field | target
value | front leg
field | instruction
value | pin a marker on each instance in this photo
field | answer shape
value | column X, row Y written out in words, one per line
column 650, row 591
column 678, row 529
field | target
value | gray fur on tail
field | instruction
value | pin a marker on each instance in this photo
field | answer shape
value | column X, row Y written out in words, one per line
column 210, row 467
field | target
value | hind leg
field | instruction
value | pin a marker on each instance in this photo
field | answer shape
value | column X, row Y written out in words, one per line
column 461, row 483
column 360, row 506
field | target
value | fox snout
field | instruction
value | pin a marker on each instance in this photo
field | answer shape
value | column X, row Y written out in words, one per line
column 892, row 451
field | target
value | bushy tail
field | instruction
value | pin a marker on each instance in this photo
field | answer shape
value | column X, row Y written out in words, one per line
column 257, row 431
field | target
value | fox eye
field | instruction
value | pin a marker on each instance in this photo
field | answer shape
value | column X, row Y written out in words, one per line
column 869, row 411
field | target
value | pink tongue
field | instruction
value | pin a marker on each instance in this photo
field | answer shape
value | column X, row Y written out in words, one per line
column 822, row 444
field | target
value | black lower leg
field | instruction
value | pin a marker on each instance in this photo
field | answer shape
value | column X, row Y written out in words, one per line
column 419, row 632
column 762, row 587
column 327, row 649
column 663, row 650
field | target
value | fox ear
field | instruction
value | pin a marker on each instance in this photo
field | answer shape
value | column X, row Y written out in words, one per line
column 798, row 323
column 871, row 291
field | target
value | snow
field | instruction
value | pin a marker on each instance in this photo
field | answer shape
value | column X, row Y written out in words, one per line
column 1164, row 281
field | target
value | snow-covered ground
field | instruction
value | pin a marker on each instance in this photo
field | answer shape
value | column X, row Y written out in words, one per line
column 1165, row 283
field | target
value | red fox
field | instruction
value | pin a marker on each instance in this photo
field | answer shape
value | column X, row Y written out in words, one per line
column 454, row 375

● ● ●

▸ **What you will do**: Repeat the lines above exactly.

▸ **Exercise response**:
field | target
value | front leg
field | instruction
value | pin a marker on each instance in this photo
field | answer shape
value | column X, row Y written out in words, one per line
column 650, row 591
column 678, row 529
field | target
value | gray fur on tail
field | instruction
value | pin a marker on each instance in this photo
field | answer shape
value | column X, row Y written out in words, one per line
column 210, row 467
field | target
value | hind leg
field | instruction
value | pin a marker on each instance in this photo
field | answer shape
value | column X, row Y written out in words, one per line
column 461, row 483
column 360, row 506
field | target
value | fox snout
field | instruction
value | pin a marker on each instance in this photo
field | answer shape
value | column X, row Y written out in words, one per line
column 892, row 451
field | target
value | bushy tail
field | instruction
value | pin a marker on each instance in this photo
field | answer shape
value | column X, row Y written out in words, one per line
column 257, row 431
field | target
value | fox eye
field | instruction
value | pin a marker on each instance in this photo
field | answer shape
value | column X, row Y written out in words, one per line
column 869, row 411
field | target
value | pink tongue
field | instruction
value | pin a marker on each instance in this photo
field | answer shape
value | column X, row Y written out in words, one per line
column 822, row 444
field | target
value | black lower leg
field | instruction
value | pin a marker on each instance in this photo
field | answer shape
value | column X, row Y written out in words, one per line
column 419, row 632
column 762, row 587
column 327, row 649
column 663, row 650
field | target
value | fox ear
field | instruction
value | pin a marker on each instance in this photo
field | answer shape
value | column X, row Y written out in words, one per line
column 798, row 323
column 871, row 291
field | target
value | snow
field | instruction
value | pin a marker on each instance in this photo
field | answer shape
value | column X, row Y written out in words, one per line
column 1164, row 281
field | target
value | snow-covered ground
field | instruction
value | pin a marker on each instance in this photo
field | answer shape
value | column X, row Y written out in words, one per line
column 1165, row 283
field | target
value | red fox
field | instruction
value | pin a marker on each instance in this photo
field | answer shape
value | column X, row Y written out in words, one per line
column 454, row 375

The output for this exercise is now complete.